> [Data shown]
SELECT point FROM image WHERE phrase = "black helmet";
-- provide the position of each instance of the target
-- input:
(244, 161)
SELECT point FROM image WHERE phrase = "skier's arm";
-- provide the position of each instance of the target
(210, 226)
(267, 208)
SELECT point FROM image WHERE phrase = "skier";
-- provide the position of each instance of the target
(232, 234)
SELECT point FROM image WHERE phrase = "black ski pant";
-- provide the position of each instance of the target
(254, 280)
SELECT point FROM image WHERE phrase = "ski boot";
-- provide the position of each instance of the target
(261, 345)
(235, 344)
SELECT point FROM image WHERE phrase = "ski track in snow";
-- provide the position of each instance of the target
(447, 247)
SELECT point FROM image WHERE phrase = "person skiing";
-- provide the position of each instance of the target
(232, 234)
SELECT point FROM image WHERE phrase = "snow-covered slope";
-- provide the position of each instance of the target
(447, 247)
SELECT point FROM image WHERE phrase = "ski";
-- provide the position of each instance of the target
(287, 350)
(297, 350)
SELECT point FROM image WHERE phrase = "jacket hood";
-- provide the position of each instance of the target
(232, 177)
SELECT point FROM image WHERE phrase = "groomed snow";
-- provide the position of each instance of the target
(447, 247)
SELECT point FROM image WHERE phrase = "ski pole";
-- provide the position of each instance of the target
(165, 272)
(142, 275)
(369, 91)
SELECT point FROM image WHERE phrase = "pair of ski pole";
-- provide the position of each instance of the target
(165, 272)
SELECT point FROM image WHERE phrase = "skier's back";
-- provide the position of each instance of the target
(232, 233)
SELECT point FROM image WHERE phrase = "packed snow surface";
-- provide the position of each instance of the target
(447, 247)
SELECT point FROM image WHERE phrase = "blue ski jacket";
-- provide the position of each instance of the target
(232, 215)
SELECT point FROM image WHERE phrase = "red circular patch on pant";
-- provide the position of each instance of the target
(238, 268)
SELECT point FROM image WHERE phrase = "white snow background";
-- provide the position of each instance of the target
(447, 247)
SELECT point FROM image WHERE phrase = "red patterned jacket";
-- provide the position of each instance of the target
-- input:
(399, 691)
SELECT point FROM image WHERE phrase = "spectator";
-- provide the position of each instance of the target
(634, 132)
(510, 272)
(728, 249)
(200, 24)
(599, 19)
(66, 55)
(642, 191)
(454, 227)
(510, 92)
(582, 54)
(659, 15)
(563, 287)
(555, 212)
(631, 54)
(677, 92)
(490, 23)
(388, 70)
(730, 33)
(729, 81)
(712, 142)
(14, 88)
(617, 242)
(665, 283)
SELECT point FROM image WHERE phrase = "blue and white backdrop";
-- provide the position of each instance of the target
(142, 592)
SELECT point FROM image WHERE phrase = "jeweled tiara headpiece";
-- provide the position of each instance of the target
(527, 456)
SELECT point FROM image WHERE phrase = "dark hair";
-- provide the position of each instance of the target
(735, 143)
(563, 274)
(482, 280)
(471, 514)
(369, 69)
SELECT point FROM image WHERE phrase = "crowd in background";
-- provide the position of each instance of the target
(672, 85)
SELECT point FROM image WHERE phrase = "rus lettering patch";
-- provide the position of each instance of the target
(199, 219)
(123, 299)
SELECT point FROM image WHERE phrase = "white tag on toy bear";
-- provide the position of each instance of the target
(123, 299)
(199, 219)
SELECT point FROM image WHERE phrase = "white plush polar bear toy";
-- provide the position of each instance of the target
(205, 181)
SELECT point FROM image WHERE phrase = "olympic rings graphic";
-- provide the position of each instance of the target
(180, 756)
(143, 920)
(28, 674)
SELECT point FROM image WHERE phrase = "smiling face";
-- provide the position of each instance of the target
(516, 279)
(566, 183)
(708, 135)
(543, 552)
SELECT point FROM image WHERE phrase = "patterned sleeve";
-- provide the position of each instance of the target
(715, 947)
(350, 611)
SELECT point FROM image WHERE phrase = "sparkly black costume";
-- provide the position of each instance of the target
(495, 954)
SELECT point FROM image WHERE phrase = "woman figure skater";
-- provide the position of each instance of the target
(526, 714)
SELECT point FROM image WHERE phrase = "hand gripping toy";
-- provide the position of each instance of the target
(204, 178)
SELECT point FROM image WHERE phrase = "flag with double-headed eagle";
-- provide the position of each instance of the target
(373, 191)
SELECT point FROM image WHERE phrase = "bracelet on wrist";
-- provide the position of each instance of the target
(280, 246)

> [Assignment]
From the data above, copy every line where "jacket" appears.

> [Solved problem]
SELECT point FROM image WHERE phrase = "jacket hood";
SELECT point FROM image WHERE phrase = "blue ski jacket";
SELECT point FROM image WHERE phrase = "red patterned jacket";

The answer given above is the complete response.